++++ EXERCISE TEXT ++++
The discovery of the Counts of Tripoli (and their connection to the Counts of Toulouse) has astonished me. The idea of a bunch of French nobles battling their way to the Holy Land and setting themselves up as Count of Tripoli, Prince of Galilee and King of Jerusalem boggles my mind. It is equal parts tragic, comical, exotic and astonishing, this imposition of feudal structures on the exotic middle East.
I've been looking at it a little more today:
Here's a brief history of the Counts of Tripoli:
Raymond IV of Toulouse becomes Raymond I, Count of Tripoli (1042–1105); he is the one, you may remember, who usurped the lands and titles of the Count of Toulouse from his niece, Phiippa. He left on the first crusade in 1096, and among other things he raised the seige of Tripoli before his death in 1105. He is considered the first Count of Tripoli.
His oldest son, Bertrand, Count of Toulouse, (d.1112), became Count of Tripoli in 1108 . He's the one who duked it out sovereignity of Toulouse with his cousin, Philippa. He left for the Holy Land in 1108 and was styled Count of Tripoli after the death of his father.
++++ EXTRACTED MATERIAL ++++
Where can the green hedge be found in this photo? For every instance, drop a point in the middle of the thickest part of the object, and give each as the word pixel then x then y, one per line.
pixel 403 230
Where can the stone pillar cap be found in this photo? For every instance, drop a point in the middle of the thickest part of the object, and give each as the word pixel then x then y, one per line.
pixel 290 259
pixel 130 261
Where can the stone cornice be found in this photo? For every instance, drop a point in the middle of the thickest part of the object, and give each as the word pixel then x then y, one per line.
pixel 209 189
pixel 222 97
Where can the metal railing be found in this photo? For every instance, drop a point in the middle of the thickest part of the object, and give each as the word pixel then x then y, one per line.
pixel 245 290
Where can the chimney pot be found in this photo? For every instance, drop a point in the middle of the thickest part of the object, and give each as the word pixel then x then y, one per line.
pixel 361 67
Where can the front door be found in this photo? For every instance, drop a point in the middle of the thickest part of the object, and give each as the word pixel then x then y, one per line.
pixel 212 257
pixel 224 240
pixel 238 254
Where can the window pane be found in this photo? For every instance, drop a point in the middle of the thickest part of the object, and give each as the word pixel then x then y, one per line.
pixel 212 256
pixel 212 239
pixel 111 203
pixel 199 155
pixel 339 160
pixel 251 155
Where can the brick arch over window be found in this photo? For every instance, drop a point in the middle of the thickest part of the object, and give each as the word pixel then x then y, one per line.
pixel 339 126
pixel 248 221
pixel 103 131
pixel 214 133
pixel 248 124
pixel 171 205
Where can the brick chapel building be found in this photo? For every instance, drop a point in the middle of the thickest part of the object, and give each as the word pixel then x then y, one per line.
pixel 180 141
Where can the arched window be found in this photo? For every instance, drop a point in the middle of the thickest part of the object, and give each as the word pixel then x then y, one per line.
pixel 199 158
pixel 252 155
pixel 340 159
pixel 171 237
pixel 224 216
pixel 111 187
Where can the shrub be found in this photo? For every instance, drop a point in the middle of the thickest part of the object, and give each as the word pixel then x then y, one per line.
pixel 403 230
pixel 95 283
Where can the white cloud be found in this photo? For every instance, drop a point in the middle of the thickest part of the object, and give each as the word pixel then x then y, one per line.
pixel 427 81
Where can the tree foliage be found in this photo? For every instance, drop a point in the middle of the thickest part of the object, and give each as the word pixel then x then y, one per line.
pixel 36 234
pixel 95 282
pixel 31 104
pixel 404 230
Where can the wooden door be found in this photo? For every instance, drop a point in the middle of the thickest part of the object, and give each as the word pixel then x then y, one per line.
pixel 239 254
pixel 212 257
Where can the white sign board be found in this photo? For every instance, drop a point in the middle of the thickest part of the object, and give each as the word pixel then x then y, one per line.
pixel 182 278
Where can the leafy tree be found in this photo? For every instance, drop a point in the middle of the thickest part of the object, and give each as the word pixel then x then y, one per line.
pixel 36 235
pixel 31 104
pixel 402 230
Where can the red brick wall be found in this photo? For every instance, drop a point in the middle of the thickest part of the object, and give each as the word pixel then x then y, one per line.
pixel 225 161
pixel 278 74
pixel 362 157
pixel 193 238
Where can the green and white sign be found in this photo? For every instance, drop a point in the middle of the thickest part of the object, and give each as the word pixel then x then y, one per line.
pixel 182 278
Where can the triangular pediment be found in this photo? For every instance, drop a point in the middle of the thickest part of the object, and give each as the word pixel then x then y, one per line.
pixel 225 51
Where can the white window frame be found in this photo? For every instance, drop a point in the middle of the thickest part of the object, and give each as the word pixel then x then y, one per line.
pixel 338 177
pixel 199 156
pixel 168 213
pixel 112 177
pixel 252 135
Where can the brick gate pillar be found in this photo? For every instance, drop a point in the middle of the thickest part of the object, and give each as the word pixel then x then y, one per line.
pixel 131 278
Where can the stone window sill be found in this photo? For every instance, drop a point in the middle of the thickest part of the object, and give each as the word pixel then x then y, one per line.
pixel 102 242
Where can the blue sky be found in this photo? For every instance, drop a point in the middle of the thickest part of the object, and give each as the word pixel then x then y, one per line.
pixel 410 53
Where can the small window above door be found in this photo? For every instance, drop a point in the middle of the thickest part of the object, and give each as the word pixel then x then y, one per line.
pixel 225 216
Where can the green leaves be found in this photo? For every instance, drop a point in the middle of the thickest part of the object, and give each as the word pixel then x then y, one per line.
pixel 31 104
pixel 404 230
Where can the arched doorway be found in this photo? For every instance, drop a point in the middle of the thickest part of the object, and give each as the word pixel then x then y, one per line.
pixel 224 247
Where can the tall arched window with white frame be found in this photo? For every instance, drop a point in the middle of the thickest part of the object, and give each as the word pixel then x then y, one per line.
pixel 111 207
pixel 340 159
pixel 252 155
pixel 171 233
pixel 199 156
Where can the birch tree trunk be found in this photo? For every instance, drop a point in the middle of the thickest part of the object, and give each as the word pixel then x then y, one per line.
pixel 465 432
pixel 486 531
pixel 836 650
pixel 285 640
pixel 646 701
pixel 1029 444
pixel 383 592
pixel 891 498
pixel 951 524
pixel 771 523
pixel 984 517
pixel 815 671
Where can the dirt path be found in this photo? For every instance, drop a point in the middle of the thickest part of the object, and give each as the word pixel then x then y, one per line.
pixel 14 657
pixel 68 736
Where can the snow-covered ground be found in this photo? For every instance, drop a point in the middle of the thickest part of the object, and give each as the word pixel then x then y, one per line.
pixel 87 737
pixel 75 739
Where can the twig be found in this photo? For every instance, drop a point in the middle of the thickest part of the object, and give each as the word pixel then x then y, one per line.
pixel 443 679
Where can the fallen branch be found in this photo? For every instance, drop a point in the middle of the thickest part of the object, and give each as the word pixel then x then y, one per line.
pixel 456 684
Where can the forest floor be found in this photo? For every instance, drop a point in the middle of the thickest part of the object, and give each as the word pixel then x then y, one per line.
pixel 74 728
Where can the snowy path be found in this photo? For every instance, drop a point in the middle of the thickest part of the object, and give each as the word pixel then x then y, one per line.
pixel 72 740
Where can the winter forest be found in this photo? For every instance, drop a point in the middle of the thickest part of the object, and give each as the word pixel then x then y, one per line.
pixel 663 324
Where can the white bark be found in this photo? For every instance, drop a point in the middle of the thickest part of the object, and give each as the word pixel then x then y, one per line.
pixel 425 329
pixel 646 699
++++
#### [WHAT TO DO]
• A. List every distinct year mentioned in the passage on the Counts of Tripoli, in ascending order.
• B. Write out the stretch of the passage on the Counts of Tripoli from "The discovery of" through "Count of Tripoli.".

#### [ANSWERS IN ORDER]
• A. 1042, 1096, 1105, 1108, 1112

• B.
The discovery of the Counts of Tripoli (and their connection to the Counts of Toulouse) has astonished me. The idea of a bunch of French nobles battling their way to the Holy Land and setting themselves up as Count of Tripoli, Prince of Galilee and King of Jerusalem boggles my mind. It is equal parts tragic, comical, exotic and astonishing, this imposition of feudal structures on the exotic middle East.
I've been looking at it a little more today:
Here's a brief history of the Counts of Tripoli:
Raymond IV of Toulouse becomes Raymond I, Count of Tripoli (1042–1105); he is the one, you may remember, who usurped the lands and titles of the Count of Toulouse from his niece, Phiippa. He left on the first crusade in 1096, and among other things he raised the seige of Tripoli before his death in 1105. He is considered the first Count of Tripoli.